>>>>>

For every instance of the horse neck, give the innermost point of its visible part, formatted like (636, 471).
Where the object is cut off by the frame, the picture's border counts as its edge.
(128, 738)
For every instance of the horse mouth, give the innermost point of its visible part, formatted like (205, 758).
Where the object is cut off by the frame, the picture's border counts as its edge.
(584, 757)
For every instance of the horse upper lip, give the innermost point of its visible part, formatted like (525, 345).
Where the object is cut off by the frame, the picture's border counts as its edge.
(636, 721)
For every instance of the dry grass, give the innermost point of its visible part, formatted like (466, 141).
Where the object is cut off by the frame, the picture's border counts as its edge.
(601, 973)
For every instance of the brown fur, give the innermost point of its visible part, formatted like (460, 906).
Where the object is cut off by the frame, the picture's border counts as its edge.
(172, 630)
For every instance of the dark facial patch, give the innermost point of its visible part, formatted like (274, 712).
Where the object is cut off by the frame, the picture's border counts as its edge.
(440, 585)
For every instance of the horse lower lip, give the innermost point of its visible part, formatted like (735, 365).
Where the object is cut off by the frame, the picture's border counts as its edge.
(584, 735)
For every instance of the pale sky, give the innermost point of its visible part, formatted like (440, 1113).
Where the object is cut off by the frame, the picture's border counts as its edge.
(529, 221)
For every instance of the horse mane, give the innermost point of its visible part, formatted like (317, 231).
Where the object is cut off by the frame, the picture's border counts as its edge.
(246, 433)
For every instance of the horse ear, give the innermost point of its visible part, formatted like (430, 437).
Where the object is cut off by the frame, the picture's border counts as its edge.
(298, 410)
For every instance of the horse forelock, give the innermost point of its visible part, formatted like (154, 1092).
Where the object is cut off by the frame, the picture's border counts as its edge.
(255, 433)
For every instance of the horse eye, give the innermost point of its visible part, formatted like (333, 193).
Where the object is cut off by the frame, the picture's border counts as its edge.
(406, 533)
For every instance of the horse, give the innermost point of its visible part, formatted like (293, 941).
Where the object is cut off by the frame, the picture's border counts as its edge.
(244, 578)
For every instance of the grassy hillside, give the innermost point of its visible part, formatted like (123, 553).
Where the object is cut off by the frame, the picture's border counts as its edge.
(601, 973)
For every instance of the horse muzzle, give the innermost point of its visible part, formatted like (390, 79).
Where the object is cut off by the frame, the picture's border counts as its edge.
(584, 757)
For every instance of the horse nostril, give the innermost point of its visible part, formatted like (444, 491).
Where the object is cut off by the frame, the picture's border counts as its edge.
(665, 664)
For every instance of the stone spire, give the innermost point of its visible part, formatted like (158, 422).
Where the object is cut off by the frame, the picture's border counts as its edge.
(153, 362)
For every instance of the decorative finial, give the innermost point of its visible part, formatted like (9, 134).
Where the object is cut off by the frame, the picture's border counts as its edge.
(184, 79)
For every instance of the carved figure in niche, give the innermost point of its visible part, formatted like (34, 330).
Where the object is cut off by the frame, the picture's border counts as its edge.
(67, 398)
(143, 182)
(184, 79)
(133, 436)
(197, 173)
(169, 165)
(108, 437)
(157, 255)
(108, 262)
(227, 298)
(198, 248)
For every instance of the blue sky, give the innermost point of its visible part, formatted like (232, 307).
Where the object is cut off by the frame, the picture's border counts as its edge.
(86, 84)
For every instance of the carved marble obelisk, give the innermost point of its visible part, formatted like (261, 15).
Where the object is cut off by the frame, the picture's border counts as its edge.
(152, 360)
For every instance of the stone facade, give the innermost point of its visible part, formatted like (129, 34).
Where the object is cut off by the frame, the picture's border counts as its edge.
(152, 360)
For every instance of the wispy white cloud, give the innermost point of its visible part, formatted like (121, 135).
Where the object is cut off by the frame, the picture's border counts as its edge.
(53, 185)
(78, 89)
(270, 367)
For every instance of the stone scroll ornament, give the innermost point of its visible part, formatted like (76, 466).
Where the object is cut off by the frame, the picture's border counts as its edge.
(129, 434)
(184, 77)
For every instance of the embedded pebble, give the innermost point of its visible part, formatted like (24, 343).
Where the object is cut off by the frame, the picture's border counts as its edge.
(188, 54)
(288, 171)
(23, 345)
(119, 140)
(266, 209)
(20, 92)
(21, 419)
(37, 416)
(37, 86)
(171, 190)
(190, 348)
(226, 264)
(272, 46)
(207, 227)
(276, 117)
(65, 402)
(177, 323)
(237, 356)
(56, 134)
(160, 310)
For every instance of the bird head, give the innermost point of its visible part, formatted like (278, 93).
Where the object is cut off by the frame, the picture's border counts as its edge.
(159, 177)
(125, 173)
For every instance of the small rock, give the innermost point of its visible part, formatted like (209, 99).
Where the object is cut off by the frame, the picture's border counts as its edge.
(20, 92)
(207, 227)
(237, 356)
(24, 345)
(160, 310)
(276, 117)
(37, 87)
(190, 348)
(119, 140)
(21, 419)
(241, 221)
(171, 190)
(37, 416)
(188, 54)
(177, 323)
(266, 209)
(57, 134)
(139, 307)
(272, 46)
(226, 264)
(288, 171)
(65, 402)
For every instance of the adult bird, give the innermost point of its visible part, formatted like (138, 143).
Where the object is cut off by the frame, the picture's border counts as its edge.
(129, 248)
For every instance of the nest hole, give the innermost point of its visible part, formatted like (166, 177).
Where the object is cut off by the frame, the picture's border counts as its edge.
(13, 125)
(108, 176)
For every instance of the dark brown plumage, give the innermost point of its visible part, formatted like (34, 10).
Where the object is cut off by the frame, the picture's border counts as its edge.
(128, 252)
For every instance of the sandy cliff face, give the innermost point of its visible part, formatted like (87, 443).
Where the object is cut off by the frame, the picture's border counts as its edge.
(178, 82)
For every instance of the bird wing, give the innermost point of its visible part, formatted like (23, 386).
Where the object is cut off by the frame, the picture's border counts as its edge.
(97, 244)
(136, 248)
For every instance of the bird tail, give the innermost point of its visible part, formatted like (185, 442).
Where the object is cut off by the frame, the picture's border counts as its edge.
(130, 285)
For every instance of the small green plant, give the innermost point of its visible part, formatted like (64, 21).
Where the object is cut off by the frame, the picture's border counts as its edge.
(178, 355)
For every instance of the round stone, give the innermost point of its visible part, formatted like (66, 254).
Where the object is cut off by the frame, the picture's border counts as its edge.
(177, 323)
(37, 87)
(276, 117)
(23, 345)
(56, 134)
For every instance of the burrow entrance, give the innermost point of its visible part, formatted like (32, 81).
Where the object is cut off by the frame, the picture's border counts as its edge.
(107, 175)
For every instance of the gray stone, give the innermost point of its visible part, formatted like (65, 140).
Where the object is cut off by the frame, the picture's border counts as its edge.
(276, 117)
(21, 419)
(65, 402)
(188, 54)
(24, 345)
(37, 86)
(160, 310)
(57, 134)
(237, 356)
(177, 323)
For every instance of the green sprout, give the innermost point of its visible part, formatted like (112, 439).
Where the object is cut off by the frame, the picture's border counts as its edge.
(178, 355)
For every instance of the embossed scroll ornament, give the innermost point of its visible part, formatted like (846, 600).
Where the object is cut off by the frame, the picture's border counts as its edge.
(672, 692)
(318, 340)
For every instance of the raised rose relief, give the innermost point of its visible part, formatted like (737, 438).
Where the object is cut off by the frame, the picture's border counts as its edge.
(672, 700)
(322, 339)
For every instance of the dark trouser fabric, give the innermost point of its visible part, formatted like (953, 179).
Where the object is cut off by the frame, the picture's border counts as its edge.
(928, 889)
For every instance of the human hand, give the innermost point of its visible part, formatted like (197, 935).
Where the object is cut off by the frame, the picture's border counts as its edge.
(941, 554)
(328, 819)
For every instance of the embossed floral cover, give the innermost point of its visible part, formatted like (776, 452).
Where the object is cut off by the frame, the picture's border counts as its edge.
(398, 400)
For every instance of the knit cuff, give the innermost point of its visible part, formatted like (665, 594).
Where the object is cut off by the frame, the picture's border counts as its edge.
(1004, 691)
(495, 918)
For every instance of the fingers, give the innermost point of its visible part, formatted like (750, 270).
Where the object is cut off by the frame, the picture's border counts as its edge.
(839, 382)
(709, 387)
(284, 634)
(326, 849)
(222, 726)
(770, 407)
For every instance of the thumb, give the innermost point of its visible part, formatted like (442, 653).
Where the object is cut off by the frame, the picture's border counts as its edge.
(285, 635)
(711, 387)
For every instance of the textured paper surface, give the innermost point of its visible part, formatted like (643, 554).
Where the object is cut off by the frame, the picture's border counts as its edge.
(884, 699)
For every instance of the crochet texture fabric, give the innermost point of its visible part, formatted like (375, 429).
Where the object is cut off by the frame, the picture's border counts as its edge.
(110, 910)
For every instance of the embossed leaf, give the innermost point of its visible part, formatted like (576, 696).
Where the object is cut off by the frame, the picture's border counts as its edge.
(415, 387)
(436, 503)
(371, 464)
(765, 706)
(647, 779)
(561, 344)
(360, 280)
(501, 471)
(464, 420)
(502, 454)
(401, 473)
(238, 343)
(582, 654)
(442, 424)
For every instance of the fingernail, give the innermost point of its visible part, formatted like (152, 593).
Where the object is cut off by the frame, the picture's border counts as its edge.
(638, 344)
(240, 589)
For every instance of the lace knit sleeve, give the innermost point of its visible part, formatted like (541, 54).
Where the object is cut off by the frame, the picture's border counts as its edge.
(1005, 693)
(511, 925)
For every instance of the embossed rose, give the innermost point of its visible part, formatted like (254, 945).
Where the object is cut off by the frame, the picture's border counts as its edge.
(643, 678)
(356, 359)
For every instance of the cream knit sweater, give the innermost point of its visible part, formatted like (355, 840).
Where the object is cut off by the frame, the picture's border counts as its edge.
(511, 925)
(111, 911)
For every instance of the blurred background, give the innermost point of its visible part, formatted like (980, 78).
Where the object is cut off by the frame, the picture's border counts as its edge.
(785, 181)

<<<<<

What is needed: Set down, word for word, only the lines running from the line with "For every instance of the crochet" to the last line of the listing above. Both of those lines belong in your answer.

Reply:
For every instance of the crochet texture fabric, give the innermost point of its visible part, formatted like (375, 429).
Where the object is cut off by the frame, the picture's border counts as its edge.
(110, 910)
For every instance of the embossed leaf, give the innermost point of its visible part, formatted like (576, 696).
Where the object is cut off by the frame, the picture's border counts as its edge.
(415, 387)
(436, 503)
(371, 464)
(765, 706)
(647, 779)
(561, 344)
(360, 280)
(501, 471)
(464, 420)
(502, 454)
(401, 473)
(238, 343)
(582, 654)
(442, 424)
For every instance of the fingernail, give the innermost point of its visible part, formatted like (152, 593).
Where the object is cut off by the frame, the picture's border counts as its edge.
(638, 344)
(240, 589)
For every instance of the lace knit sleeve, give the innermost point of its visible part, formatted like (541, 54).
Where the object is cut off by the frame, the picture's border counts as its edge.
(1005, 693)
(511, 925)
For every instance of the embossed rose, give the innermost point of its visible part, formatted like (254, 945).
Where the object is cut off by the frame, the picture's border counts as its edge.
(643, 678)
(356, 359)
For every instance of the cream knit sweater, give the innermost point of its visible part, formatted like (355, 840).
Where the object is cut off by the frame, the picture's border counts as its edge.
(511, 925)
(111, 911)
For every instance of the blurred background, give the innermost point of its visible part, formatted like (980, 78).
Where the object is cut off by the frame, the picture's border counts as its edge.
(785, 181)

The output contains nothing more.